SET OF TASKS
**1.** Rewrite the stretch of the cbtop profiling case study from "The Incident" through "A 300x discrepancy.", replacing "stderr output" with "standard error output".
**2.** Extend the cbtop profiling case study, picking up right after its final line.

Case Study: cbtop Profiling Pipeline Falsification (GH-420)

Jidoka: When profiling data is wrong, STOP THE LINE.

The Incident

During 4090 serial benchmarking (2026-03-06), the apr cbtop --headless --json command reported LmHead at 1.9 µs per call. The BrickProfiler stderr output showed the real value: 595 µs. A 300x discrepancy.

This triggered a Jidoka stop — all optimization work halted. You cannot optimize what you cannot measure.

Five Whys

Why was LmHead reported as 1.9µs? — brick_scores_from_profiler() constructed BrickScore with hardcoded values instead of using stats.avg_us().
Why were values hardcoded? — The initial implementation used placeholder score: 100, grade: "R", gap_factor: 1.0 and was never updated to use real profiler data.
Why wasn't this caught earlier? — No contract existed to verify report fidelity against profiler measurements. Tests only checked that JSON was valid, not that values were correct.
Why did one bug suggest more? — The hardcoded pattern (compile-time constants instead of computed values) is a systematic error class. If actual_us was faked, score, grade, gap_factor, and downstream aggregations were likely faked too.
Why were 18 bugs found, not 1? — The BrickScore pipeline has 3 construction sites (gguf.rs, cbtop_measure_batch.rs, cbtop_get_cpu_memory.rs), each with independent hardcoded values. The bug was replicated across all paths.

Full Pipeline Falsification

Rather than fix one bug and hope, we falsified the entire BrickScore pipeline. Method: trace every field from profiler measurement to JSON output, flag any value that could not be derived from BrickStats.

Bug Taxonomy

B1-B5: gguf.rs::brick_scores_from_profiler()

Bug	Field	Was	Should Be
B1	`actual_us`	`per_token_us` (wrong denominator)	`stats.avg_us()`
B2	denominator	`profiler.total_tokens` (brick elements)	`LmHead.count` (decoded tokens)
B3	`score`	`100` (hardcoded)	`compute_brick_score(actual, budget)`
B4	`grade`	`"R"` (hardcoded)	`score_to_grade(score)`
B5	`gap_factor`	`1.0` (hardcoded)	`actual_us / budget_us`

B6-B13: cbtop_measure_batch.rs::build_and_output_report()

Bug	Field	Was	Should Be
B6	brick aggregation	7 hardcoded weights, zip truncation	Equal-weight avg over all N bricks
B7	`rust_project_score`	`173.9`	`0.0` (not computed)
B8	`tdg_score`	`98.1`	`0.0` (not computed)
B9	`cuda_tdg_score`	`95.2`	`0.0` (not computed)
B10	`total_points`	`137`	`len(brick_scores)`
B11	`passed`	`137`	Count of `gap_factor <= 1.0`
B12	`failed`	`0`	`total - passed`
B13	`status`/`ci_result`	Hardcoded target `976.0`	`all_pass` from brick scores

B14-B18: cbtop_get_cpu_memory.rs (simulated path)

Same bug classes as B6-B13, replicated in the simulated code path.

The Fix

Before (gguf.rs)

DATA LINES

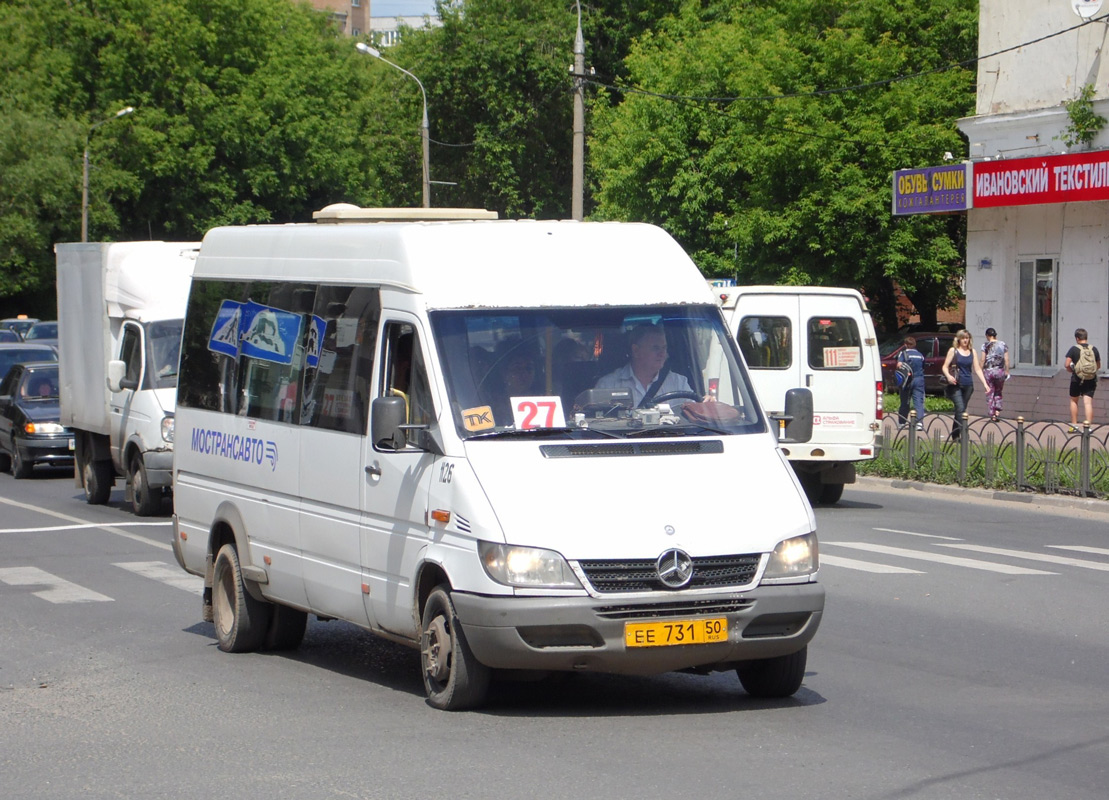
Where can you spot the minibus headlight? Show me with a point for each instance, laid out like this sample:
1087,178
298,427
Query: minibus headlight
526,566
793,558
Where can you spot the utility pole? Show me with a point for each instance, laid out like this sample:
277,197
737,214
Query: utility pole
577,210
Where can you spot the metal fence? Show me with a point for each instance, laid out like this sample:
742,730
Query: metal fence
1013,454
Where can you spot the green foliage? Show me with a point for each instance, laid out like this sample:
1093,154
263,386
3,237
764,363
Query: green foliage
1085,124
791,179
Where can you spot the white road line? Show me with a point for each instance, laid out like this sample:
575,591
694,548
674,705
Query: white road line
913,533
163,573
1047,558
1082,548
77,527
866,566
937,557
108,528
60,590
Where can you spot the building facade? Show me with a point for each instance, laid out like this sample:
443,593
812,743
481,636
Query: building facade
1038,230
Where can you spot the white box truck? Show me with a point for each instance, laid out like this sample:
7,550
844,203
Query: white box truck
823,338
120,312
486,439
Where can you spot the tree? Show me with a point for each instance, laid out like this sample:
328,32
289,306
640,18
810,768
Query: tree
789,180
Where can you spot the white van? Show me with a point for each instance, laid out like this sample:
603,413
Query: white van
822,338
433,431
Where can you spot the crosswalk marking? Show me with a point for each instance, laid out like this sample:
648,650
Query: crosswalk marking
937,557
866,566
1046,557
1081,548
164,574
914,533
59,589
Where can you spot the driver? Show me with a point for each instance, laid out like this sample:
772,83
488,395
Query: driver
644,368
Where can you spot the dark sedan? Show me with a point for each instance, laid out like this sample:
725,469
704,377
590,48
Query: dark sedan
934,347
30,428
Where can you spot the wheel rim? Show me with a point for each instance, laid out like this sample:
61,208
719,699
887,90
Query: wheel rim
437,651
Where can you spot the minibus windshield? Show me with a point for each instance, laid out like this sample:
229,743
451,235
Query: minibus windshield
593,372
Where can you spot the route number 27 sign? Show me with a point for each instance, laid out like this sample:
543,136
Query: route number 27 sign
538,413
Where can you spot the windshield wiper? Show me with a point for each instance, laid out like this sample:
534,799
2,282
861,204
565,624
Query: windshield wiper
542,433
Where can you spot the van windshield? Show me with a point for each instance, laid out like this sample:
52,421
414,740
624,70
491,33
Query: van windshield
596,372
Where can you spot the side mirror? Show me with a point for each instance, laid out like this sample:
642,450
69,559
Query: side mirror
115,372
797,417
387,417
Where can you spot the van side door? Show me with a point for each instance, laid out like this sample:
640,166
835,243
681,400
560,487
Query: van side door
396,483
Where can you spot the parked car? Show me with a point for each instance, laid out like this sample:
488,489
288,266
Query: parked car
934,347
19,324
42,333
30,428
12,353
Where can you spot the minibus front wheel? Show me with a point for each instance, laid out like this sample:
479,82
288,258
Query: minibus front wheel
453,677
241,621
774,677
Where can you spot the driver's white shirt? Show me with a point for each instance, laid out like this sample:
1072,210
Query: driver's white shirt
624,378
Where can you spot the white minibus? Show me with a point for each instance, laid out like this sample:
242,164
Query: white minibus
823,338
487,439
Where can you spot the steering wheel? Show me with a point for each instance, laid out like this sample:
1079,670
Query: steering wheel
674,395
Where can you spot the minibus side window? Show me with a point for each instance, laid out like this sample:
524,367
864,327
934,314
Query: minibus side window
766,342
273,350
834,343
405,374
338,367
209,377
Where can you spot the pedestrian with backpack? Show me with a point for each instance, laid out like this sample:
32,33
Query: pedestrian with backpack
995,364
1084,362
911,375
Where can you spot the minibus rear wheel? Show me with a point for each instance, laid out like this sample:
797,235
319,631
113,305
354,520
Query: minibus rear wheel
241,621
453,677
774,677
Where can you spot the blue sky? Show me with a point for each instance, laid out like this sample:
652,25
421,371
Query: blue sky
400,8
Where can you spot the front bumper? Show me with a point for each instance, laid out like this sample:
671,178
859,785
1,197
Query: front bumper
587,634
51,448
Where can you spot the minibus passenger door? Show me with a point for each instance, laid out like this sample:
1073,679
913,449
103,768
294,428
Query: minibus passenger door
397,478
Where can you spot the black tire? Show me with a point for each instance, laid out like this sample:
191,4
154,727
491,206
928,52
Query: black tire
774,677
98,480
831,493
241,621
144,500
20,467
286,628
811,483
453,677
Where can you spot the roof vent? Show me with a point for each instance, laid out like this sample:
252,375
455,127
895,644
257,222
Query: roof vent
347,212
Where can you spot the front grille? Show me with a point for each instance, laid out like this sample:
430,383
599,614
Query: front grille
669,610
709,571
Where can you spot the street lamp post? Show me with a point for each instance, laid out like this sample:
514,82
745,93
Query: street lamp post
363,48
84,171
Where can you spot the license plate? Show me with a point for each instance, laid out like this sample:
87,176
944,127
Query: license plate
678,631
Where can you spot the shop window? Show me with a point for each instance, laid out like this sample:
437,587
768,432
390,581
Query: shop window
1036,344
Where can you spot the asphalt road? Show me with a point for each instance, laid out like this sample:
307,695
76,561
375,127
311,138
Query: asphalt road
964,654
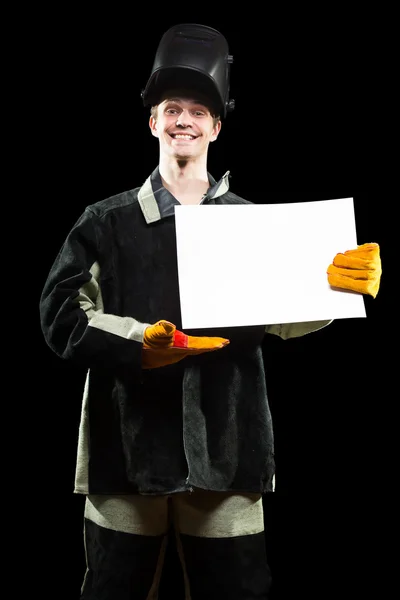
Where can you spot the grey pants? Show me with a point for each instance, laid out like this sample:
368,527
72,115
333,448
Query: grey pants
220,541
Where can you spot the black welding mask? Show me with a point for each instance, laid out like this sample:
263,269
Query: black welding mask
192,57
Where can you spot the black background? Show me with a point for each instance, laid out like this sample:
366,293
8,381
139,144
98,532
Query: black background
298,125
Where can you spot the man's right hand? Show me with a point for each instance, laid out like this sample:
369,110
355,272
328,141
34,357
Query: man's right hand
164,345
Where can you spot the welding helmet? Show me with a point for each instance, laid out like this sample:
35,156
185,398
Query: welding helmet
192,57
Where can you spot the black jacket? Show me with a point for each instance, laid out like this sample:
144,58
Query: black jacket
204,421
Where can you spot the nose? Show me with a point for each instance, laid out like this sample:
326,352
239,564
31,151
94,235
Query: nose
183,119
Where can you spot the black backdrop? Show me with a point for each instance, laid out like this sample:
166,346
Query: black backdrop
296,127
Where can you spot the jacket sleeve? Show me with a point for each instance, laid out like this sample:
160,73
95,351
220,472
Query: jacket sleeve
290,330
72,316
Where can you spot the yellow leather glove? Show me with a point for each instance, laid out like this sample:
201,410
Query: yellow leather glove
164,345
358,270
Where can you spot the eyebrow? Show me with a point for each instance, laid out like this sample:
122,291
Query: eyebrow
177,100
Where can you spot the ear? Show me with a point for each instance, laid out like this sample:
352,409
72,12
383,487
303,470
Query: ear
153,126
216,131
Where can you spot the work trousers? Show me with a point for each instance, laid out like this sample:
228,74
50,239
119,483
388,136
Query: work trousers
220,541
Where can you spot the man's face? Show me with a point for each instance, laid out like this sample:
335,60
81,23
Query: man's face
184,127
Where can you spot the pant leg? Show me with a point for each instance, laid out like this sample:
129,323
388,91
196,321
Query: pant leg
125,539
221,542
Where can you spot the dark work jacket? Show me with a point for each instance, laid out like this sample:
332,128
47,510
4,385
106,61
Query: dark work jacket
204,421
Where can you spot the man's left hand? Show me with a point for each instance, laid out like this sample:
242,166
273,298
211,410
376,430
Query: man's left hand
358,270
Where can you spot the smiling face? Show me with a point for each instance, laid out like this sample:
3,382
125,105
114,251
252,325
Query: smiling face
184,126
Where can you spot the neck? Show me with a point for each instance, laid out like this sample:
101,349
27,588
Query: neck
185,179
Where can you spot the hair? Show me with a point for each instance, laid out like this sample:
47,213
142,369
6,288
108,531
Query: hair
173,93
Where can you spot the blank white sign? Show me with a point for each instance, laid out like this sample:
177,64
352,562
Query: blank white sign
264,263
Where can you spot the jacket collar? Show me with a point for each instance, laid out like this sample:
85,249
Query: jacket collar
157,202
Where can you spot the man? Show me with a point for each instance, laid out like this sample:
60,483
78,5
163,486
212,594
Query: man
175,427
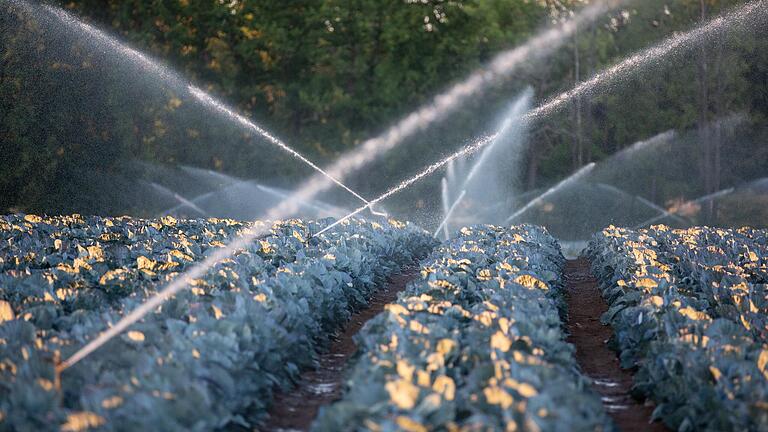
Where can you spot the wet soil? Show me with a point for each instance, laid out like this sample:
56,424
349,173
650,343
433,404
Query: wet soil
597,360
295,410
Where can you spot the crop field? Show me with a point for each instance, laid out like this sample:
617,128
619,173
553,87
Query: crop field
477,340
690,311
384,216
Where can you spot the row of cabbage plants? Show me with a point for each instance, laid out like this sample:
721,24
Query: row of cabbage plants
210,357
475,344
688,308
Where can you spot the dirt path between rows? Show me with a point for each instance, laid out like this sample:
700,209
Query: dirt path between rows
295,411
589,336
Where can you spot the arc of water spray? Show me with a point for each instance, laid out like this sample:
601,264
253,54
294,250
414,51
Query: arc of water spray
570,179
203,97
643,59
444,223
500,68
445,198
406,183
311,188
669,213
183,202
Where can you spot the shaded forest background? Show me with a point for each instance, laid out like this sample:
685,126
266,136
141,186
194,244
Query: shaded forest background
326,74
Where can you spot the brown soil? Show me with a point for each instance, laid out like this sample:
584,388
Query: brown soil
589,336
295,410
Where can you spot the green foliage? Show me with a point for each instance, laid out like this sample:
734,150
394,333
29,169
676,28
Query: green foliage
475,344
209,357
689,310
327,74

ANSWERS
**1.**
The Incident

During 4090 serial benchmarking (2026-03-06), the apr cbtop --headless --json command reported LmHead at 1.9 µs per call. The BrickProfiler standard error output showed the real value: 595 µs. A 300x discrepancy.

**2.**
scores.push(BrickScore {
    name: stats.name.clone(),
    score: 100,                    // B3: hardcoded
    grade: "R".to_string(),        // B4: hardcoded
    budget_us: per_token_us,       // B1: wrong value
    actual_us: per_token_us,       // B1: wrong value
    gap_factor: 1.0,               // B5: hardcoded
});

After (gguf.rs)

// C-GDP-001: decoded_tokens = LmHead.count (exactly 1 per decoded token)
let decoded_tokens = all.iter()
    .find(|s| s.name == "LmHead")
    .map_or(1u64, |s| s.count.max(1));

for stats in &all {
    let avg_us = stats.avg_us();                              // Real profiler value
    let per_decoded_tok_us = (stats.count as f64 * avg_us)
        / decoded_tokens as f64;                               // Correct denominator
    let budget_us = wall_us_per_token * (pct / 100.0);
    let score = compute_brick_score(per_decoded_tok_us, budget_us); // Computed
    let grade = score_to_grade(score);                              // Computed

    scores.push(BrickScore {
        name: stats.name.clone(),
        score,
        grade: grade.to_string(),
        budget_us: per_decoded_tok_us,
        actual_us: avg_us,
        gap_factor: if budget_us > 0.0 { per_decoded_tok_us / budget_us } else { 1.0 },
    });
}

Contract: gpu-decode-profiling-v1 v2.0.0

The fix is backed by 15 falsification tests in the gpu-decode-profiling-v1 contract (extended from 8 to 15 to cover report-level invariants):

Test	What It Catches
GDP-009	`actual_us` doesn't match profiler (B1 regression)
GDP-010	All scores hardcoded to 100 (B3 regression)
GDP-011	Bricks silently truncated by zip (B6 regression)
GDP-012	FalsificationSummary hardcoded (B10-B12 regression)
GDP-013	Wrong denominator (element count vs decoded tokens)
GDP-014	Magic PMAT constants (173.9/98.1/95.2)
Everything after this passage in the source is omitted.